Saved entries

>> begin

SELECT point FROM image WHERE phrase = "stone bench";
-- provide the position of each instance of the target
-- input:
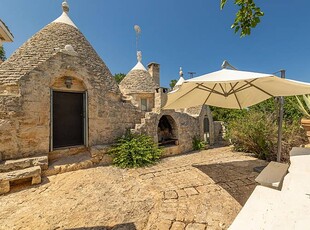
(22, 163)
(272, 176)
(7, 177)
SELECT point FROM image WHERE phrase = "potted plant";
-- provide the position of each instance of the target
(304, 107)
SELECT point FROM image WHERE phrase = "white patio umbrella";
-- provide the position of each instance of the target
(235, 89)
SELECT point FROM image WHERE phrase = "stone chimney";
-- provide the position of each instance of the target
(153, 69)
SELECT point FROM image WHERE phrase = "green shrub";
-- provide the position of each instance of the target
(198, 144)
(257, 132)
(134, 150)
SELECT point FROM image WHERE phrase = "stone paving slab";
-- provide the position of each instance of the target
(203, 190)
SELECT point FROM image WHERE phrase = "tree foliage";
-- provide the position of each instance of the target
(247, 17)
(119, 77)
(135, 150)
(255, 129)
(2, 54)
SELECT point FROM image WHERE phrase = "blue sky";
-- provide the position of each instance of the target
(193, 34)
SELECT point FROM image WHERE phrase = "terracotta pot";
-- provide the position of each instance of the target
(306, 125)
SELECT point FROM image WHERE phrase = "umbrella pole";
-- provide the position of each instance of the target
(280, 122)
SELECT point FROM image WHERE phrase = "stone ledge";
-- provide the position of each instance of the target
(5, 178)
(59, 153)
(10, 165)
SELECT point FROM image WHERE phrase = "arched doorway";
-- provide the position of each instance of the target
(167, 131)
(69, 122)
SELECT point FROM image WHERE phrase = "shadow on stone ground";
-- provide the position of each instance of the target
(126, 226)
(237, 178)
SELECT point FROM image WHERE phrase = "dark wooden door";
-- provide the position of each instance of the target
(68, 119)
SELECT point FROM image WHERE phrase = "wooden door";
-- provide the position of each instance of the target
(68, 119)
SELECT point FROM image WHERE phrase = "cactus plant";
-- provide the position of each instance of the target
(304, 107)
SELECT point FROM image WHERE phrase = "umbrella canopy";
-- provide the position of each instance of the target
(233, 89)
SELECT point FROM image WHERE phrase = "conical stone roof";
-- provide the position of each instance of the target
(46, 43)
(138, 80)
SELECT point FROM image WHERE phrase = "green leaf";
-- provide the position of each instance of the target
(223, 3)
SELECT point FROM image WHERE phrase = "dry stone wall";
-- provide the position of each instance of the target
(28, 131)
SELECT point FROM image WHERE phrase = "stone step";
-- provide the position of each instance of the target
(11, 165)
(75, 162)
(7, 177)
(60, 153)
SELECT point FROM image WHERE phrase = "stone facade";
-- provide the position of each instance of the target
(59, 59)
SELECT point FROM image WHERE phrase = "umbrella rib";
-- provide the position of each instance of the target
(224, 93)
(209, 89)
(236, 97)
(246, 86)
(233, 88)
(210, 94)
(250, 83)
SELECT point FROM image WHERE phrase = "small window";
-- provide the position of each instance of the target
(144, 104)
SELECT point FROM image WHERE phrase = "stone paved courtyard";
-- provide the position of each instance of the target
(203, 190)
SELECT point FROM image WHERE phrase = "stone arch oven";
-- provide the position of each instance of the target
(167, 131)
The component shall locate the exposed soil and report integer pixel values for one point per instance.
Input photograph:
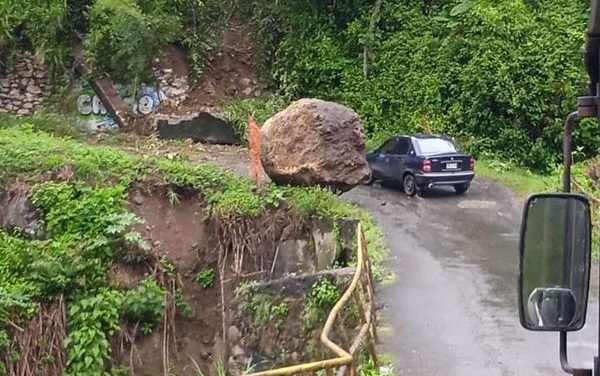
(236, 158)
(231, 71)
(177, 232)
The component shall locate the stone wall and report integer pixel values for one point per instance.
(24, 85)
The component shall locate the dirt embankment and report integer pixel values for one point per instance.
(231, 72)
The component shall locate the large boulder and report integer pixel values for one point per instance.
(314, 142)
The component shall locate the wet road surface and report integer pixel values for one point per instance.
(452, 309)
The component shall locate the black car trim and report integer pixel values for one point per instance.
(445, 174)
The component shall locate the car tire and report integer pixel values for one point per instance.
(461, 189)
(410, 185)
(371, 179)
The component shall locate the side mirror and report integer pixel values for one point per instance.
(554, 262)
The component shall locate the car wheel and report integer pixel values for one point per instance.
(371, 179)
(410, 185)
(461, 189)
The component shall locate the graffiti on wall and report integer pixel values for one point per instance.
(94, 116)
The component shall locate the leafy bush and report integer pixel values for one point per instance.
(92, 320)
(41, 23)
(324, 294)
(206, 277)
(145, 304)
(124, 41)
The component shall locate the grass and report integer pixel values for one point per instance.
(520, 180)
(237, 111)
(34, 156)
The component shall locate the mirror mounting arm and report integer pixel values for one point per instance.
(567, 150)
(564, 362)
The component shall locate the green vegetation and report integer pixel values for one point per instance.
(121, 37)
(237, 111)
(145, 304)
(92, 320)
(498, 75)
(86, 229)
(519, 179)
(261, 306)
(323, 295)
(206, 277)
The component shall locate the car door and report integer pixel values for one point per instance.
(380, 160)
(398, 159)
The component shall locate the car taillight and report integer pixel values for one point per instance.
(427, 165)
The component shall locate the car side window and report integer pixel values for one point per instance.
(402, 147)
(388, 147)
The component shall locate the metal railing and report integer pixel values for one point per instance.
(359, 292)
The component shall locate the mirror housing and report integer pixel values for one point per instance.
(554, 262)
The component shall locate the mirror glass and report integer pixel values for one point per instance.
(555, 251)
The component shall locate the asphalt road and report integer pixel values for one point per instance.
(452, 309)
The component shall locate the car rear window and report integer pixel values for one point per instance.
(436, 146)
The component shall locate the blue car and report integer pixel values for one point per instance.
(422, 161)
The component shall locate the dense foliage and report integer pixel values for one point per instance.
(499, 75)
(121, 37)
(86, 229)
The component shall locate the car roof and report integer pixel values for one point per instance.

>> end

What the exercise asks
Repeat all the records above exactly, leaving out any pictures.

Exercise result
SELECT point FROM image WHERE phrase = "stone bench";
-- provide the position of each instance of the target
-- input:
(22, 163)
(272, 176)
(7, 177)
SELECT point FROM image WHERE phrase = "potted plant";
-- provide the position of each instance of the target
(304, 107)
SELECT point FROM image WHERE phrase = "white patio umbrella";
-- provide the position of each instance of the target
(235, 89)
SELECT point FROM image WHERE phrase = "stone chimney";
-- provide the position of each instance of the target
(153, 69)
SELECT point FROM image WHERE phrase = "green shrub";
-- provide the position of each instance of the target
(198, 144)
(257, 132)
(134, 150)
SELECT point FROM image WHERE phrase = "stone paving slab";
-- provide the position of each instance of the target
(203, 190)
SELECT point FROM image WHERE phrase = "tree foliage";
-- provide the position of each instance of the target
(247, 17)
(119, 77)
(135, 150)
(255, 129)
(2, 54)
SELECT point FROM image WHERE phrase = "blue sky";
-- provide the position of each instance of the target
(193, 34)
SELECT point FROM image WHERE phrase = "terracotta pot";
-- provide the position of each instance of the target
(306, 125)
SELECT point FROM image WHERE phrase = "umbrella pole";
-- provide the position of each instance of the target
(280, 122)
SELECT point FROM image WHERE phrase = "stone ledge";
-- provide the position of each instance of the target
(5, 178)
(59, 153)
(10, 165)
SELECT point FROM image WHERE phrase = "arched doorway";
-- provide the position of each instance of the target
(167, 131)
(69, 122)
SELECT point FROM image WHERE phrase = "shadow on stone ground";
-- provide the position of each instance of the target
(126, 226)
(237, 178)
SELECT point FROM image WHERE phrase = "dark wooden door";
-- provide the position of each instance of the target
(68, 119)
SELECT point FROM image WHERE phrase = "wooden door";
-- provide the position of each instance of the target
(68, 119)
SELECT point FROM image WHERE phrase = "cactus plant";
-- provide the position of each instance of the target
(304, 107)
SELECT point FROM image WHERE phrase = "umbrella canopy";
-- provide the position of each instance of the target
(233, 89)
SELECT point FROM image WHERE phrase = "conical stone roof";
-- provide the position of each instance of the target
(46, 43)
(138, 80)
SELECT point FROM image WHERE phrase = "green leaf";
-- provide the position of each instance of the target
(223, 3)
SELECT point FROM image WHERE phrase = "dry stone wall";
-- provide the position of each instance of the target
(28, 131)
SELECT point FROM image WHERE phrase = "stone step";
-- provide the position of each instance of the target
(11, 165)
(75, 162)
(7, 177)
(60, 153)
SELECT point FROM image WHERE phrase = "stone facade";
-- provide the position of each instance of the target
(59, 59)
SELECT point FROM image WHERE phrase = "umbrella rib";
-- provide the position of each instance of the target
(224, 93)
(209, 89)
(236, 97)
(246, 86)
(233, 88)
(210, 94)
(250, 83)
SELECT point FROM image WHERE phrase = "small window";
-- provide the position of each instance of the target
(144, 104)
SELECT point FROM image WHERE phrase = "stone paved courtyard";
-- provide the position of each instance of the target
(203, 190)
SELECT point FROM image WHERE phrase = "stone arch oven";
-- provide the position of each instance of the target
(167, 131)
The component shall locate the exposed soil and report integer pixel values for one point per instance.
Input photograph:
(236, 158)
(231, 71)
(177, 232)
The component shall locate the stone wall and report integer pixel values for one point per instance.
(24, 85)
The component shall locate the dirt embankment and report integer pixel values for one point per instance.
(231, 72)
The component shall locate the large boulder and report integer pixel values for one point per instance.
(314, 142)
The component shall locate the wet road surface and report integer pixel values for one point per instance.
(452, 309)
The component shall locate the black car trim and report integer pixel values for one point per instance.
(445, 174)
The component shall locate the car tire and report integer pixel values for one point per instance.
(461, 189)
(410, 185)
(371, 179)
The component shall locate the side mirror and report integer pixel values for one point per instance.
(554, 262)
The component shall locate the car wheel and report integer pixel values for one point per instance.
(371, 179)
(410, 185)
(461, 189)
The component shall locate the graffiti on wall and report integer pixel values for one point per instance.
(94, 116)
The component shall locate the leafy bush and report integer pixel values for one point per instance.
(92, 320)
(41, 23)
(324, 294)
(206, 277)
(145, 304)
(124, 41)
The component shall locate the grass and report integer pixel values for one point per instance.
(520, 180)
(237, 111)
(34, 156)
The component shall locate the mirror mounting arm and report integer pixel values for one point per instance.
(567, 150)
(564, 362)
The component shall locate the green vegetation and report integer pixel values for one point per instance.
(121, 37)
(237, 111)
(145, 304)
(92, 320)
(498, 75)
(86, 229)
(519, 179)
(261, 306)
(323, 295)
(206, 277)
The component shall locate the car door and report integer pixel values for one point per instance.
(380, 160)
(398, 159)
The component shall locate the car taillight and report integer pixel values for one point per instance.
(427, 165)
The component shall locate the car side window and report integer pixel values for one point per instance.
(402, 147)
(388, 147)
The component shall locate the metal railing and report integer pixel values for one point per instance.
(359, 292)
The component shall locate the mirror housing and report integer pixel values for one point per instance.
(554, 262)
The component shall locate the mirror glass and report integer pixel values for one point per instance.
(555, 251)
The component shall locate the asphalt road and report integer pixel values for one point per instance.
(452, 309)
The component shall locate the car rear window and report integer pixel values for one point per instance.
(436, 146)
The component shall locate the blue car and report integer pixel values for one point per instance.
(422, 161)
The component shall locate the dense foliage and report integer pixel values for one point per instance.
(499, 75)
(121, 37)
(86, 229)
The component shall locate the car roof and report integer pixel values for one point per instance.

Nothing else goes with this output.